Work required →
Set down all of the records exactly.

* * * *

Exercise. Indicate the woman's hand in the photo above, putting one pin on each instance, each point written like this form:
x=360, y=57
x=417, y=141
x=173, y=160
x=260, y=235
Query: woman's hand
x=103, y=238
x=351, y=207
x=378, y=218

* * * *

Exercise output →
Exercise. Indicate the woman's hand in the photo above, putting one pin on each instance, each point written like this form:
x=360, y=57
x=417, y=141
x=173, y=160
x=260, y=235
Query: woman's hand
x=103, y=238
x=351, y=207
x=378, y=218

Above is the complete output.